[Pointing dataset excerpts]
....
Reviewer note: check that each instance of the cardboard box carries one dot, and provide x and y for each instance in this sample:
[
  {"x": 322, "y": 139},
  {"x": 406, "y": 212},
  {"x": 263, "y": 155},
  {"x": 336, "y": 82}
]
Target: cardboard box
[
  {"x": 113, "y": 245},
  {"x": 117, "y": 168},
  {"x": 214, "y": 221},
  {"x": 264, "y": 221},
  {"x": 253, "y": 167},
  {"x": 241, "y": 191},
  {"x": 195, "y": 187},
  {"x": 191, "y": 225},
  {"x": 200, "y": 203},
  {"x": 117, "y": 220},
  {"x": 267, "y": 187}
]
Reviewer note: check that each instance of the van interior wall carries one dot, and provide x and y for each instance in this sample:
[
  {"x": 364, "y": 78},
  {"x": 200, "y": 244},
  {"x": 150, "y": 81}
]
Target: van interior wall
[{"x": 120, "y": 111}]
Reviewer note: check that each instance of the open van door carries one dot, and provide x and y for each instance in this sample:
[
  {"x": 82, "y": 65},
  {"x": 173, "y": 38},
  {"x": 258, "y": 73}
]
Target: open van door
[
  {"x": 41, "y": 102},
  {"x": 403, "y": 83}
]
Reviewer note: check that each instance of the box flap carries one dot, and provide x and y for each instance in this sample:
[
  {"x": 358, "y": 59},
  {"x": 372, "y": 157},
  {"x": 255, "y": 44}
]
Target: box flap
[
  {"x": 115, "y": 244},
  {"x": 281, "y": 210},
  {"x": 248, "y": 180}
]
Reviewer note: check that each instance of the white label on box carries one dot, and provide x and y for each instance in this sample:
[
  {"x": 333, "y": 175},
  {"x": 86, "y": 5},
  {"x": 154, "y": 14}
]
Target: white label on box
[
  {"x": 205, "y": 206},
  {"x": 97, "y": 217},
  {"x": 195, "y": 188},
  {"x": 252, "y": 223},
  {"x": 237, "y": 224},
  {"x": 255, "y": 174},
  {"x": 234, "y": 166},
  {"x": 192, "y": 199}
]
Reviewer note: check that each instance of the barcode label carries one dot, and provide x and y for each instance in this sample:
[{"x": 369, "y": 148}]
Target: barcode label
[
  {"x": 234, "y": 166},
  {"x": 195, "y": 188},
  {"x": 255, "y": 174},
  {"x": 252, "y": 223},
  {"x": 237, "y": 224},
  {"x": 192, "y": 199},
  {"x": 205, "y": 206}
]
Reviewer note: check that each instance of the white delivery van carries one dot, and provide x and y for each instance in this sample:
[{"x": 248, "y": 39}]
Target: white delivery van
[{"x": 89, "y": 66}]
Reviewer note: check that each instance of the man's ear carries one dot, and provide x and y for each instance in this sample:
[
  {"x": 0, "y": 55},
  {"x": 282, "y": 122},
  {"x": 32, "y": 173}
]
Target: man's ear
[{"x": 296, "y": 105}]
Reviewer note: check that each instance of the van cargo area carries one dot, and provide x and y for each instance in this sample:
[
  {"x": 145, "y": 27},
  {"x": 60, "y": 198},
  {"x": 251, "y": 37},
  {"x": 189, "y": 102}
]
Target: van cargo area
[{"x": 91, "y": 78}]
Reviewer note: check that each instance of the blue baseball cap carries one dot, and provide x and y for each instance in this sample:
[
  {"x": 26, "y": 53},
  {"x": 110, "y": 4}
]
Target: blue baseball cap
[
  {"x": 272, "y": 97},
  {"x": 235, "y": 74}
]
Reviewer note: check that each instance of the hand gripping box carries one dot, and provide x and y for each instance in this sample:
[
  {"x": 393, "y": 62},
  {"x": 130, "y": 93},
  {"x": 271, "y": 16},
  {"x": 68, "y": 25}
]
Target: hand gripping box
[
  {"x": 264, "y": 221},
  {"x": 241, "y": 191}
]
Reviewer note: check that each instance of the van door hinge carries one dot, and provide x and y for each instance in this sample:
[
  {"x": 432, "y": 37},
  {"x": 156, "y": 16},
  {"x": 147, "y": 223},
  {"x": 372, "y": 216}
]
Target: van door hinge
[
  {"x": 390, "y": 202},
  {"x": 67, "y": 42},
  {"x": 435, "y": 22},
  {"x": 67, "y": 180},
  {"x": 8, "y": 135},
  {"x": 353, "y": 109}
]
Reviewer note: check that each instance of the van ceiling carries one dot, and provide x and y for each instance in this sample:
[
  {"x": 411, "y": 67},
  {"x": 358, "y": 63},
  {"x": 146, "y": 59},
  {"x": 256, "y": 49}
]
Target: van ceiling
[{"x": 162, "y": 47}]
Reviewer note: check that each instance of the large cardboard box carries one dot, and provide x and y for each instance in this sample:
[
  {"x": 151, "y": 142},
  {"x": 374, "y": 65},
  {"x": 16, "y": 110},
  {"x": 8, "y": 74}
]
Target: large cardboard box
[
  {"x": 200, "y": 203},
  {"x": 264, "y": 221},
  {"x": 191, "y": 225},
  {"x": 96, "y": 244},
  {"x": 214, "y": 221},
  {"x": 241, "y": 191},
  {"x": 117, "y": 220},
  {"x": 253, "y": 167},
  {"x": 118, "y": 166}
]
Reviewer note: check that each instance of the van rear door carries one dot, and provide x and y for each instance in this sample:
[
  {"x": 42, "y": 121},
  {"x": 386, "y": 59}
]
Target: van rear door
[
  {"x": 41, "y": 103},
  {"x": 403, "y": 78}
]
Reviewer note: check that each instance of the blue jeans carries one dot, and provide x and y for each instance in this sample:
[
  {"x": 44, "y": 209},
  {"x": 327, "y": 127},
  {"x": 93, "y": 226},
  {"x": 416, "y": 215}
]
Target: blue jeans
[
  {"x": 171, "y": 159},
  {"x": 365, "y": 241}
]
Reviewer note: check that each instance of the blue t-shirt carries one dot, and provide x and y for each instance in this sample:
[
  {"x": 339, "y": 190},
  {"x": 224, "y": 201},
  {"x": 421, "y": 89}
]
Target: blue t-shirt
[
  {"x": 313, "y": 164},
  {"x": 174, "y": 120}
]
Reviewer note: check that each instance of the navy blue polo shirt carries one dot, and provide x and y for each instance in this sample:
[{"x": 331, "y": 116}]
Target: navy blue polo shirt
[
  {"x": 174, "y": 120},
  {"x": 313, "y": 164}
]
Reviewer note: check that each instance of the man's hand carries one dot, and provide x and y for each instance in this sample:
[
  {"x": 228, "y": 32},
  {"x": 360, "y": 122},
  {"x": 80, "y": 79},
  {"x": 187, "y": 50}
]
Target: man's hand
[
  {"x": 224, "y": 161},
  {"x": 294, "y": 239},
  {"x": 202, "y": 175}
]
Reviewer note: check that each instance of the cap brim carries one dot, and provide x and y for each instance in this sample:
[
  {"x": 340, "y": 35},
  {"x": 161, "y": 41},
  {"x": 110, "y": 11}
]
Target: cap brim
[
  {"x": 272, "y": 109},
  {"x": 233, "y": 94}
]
....
### [Required work]
Repeat every record exactly as written, please.

### [Reply to the task]
Reviewer note: check that each instance of the cardboard box carries one dot, and provide x and y for each instance in this sample:
[
  {"x": 322, "y": 139},
  {"x": 406, "y": 212},
  {"x": 263, "y": 155},
  {"x": 336, "y": 82}
]
Target: cardboard box
[
  {"x": 113, "y": 245},
  {"x": 117, "y": 168},
  {"x": 214, "y": 221},
  {"x": 264, "y": 221},
  {"x": 253, "y": 167},
  {"x": 241, "y": 191},
  {"x": 195, "y": 187},
  {"x": 191, "y": 225},
  {"x": 200, "y": 203},
  {"x": 117, "y": 220},
  {"x": 267, "y": 187}
]
Reviewer note: check that each instance of the van interior wall carries one dot, and provide x and y for each instance in this sample:
[
  {"x": 364, "y": 78},
  {"x": 200, "y": 244},
  {"x": 150, "y": 81}
]
Target: van interior wall
[{"x": 120, "y": 111}]
Reviewer note: check that each instance of the open van door carries one dot, and provide x and y for each instance in this sample:
[
  {"x": 82, "y": 65},
  {"x": 173, "y": 38},
  {"x": 258, "y": 73}
]
Target: open van door
[
  {"x": 41, "y": 102},
  {"x": 403, "y": 83}
]
Reviewer note: check that each instance of the box flap carries one dot, and provide x and y for each instance in this sample:
[
  {"x": 358, "y": 59},
  {"x": 372, "y": 157},
  {"x": 255, "y": 44}
]
Target: box flap
[
  {"x": 115, "y": 244},
  {"x": 281, "y": 210},
  {"x": 248, "y": 180}
]
Reviewer note: check that each instance of the white label on box carries one dot, and provide x and y for each instance in this sample:
[
  {"x": 333, "y": 175},
  {"x": 86, "y": 5},
  {"x": 154, "y": 14}
]
Target: white label on box
[
  {"x": 205, "y": 206},
  {"x": 97, "y": 217},
  {"x": 195, "y": 188},
  {"x": 252, "y": 223},
  {"x": 237, "y": 224},
  {"x": 255, "y": 174},
  {"x": 234, "y": 166},
  {"x": 192, "y": 199}
]
Reviewer note: check that each instance of the barcode label carries one dot, and provide x and y for each instance in this sample:
[{"x": 369, "y": 148}]
Target: barcode label
[
  {"x": 234, "y": 166},
  {"x": 195, "y": 188},
  {"x": 255, "y": 174},
  {"x": 252, "y": 223},
  {"x": 237, "y": 224},
  {"x": 192, "y": 199},
  {"x": 205, "y": 206}
]
Reviewer note: check that each instance of the white delivery van carries one dot, and provide x and y for each instance in this sample:
[{"x": 248, "y": 39}]
Target: white delivery van
[{"x": 89, "y": 66}]
Reviewer note: check that each instance of the man's ear carries one dot, and provide x and y for each instance in this sample:
[
  {"x": 0, "y": 55},
  {"x": 282, "y": 122},
  {"x": 32, "y": 173}
]
Target: man's ear
[{"x": 296, "y": 105}]
Reviewer note: check that each instance of the van cargo area carries one dot, and provide x and y for each instance in this sample:
[
  {"x": 145, "y": 27},
  {"x": 60, "y": 198},
  {"x": 251, "y": 37},
  {"x": 189, "y": 102}
]
Target: van cargo area
[{"x": 91, "y": 78}]
Reviewer note: check that each instance of the blue baseball cap carries one dot, and provide x and y for each instance in this sample:
[
  {"x": 26, "y": 53},
  {"x": 110, "y": 4}
]
Target: blue baseball cap
[
  {"x": 272, "y": 97},
  {"x": 235, "y": 74}
]
Reviewer note: check that each instance of the hand gripping box carries one dot, and provide x and y for each instance in this sample:
[
  {"x": 393, "y": 62},
  {"x": 130, "y": 93},
  {"x": 271, "y": 16},
  {"x": 68, "y": 25}
]
Target: hand gripping box
[
  {"x": 264, "y": 221},
  {"x": 241, "y": 191}
]
Reviewer note: check that each instance of the van door hinge carries one dot, and provide x and y for each instance in this sample:
[
  {"x": 432, "y": 37},
  {"x": 156, "y": 16},
  {"x": 147, "y": 223},
  {"x": 372, "y": 216}
]
Target: van door hinge
[
  {"x": 390, "y": 202},
  {"x": 67, "y": 42},
  {"x": 435, "y": 22},
  {"x": 67, "y": 180},
  {"x": 8, "y": 135},
  {"x": 353, "y": 109}
]
Reviewer note: check that each instance of the van ceiling carries one dot, and provide x and y for each instance in this sample:
[
  {"x": 411, "y": 67},
  {"x": 358, "y": 63},
  {"x": 146, "y": 59},
  {"x": 256, "y": 49}
]
Target: van ceiling
[{"x": 162, "y": 47}]
Reviewer note: check that each instance of the large cardboard box carries one dot, and provide x and y for each instance in this sample:
[
  {"x": 151, "y": 142},
  {"x": 374, "y": 65},
  {"x": 16, "y": 110},
  {"x": 8, "y": 74}
]
Target: large cardboard box
[
  {"x": 200, "y": 203},
  {"x": 264, "y": 221},
  {"x": 191, "y": 225},
  {"x": 96, "y": 244},
  {"x": 214, "y": 221},
  {"x": 241, "y": 191},
  {"x": 117, "y": 220},
  {"x": 253, "y": 167},
  {"x": 118, "y": 166}
]
Reviewer note: check that each instance of the van rear door carries one dot, and provide x and y for each instance in this sample:
[
  {"x": 42, "y": 121},
  {"x": 386, "y": 59}
]
Target: van rear door
[
  {"x": 41, "y": 103},
  {"x": 403, "y": 78}
]
Reviewer note: check that each instance of the blue jeans carries one dot, and provide x and y for each instance in this sample:
[
  {"x": 44, "y": 209},
  {"x": 327, "y": 127},
  {"x": 93, "y": 226},
  {"x": 416, "y": 215}
]
Target: blue jeans
[
  {"x": 171, "y": 159},
  {"x": 365, "y": 241}
]
Reviewer note: check that each instance of the blue t-shirt carries one dot, and provide x and y for each instance in this sample:
[
  {"x": 339, "y": 190},
  {"x": 224, "y": 201},
  {"x": 421, "y": 89}
]
Target: blue t-shirt
[
  {"x": 313, "y": 164},
  {"x": 174, "y": 120}
]
Reviewer note: check that each instance of the navy blue polo shirt carries one dot, and provide x and y for each instance in this sample:
[{"x": 331, "y": 116}]
Target: navy blue polo shirt
[
  {"x": 174, "y": 120},
  {"x": 313, "y": 164}
]
Reviewer note: check that each instance of the man's hand carries one dot, and provide x and y for each instance in this sample:
[
  {"x": 228, "y": 32},
  {"x": 360, "y": 122},
  {"x": 80, "y": 79},
  {"x": 187, "y": 50}
]
Target: man's hand
[
  {"x": 224, "y": 161},
  {"x": 294, "y": 239},
  {"x": 202, "y": 175}
]
Reviewer note: check that each instance of the cap brim carries one dot, and provide x and y for each instance in this sample:
[
  {"x": 340, "y": 35},
  {"x": 161, "y": 41},
  {"x": 110, "y": 11}
]
Target: cap brim
[
  {"x": 272, "y": 109},
  {"x": 233, "y": 94}
]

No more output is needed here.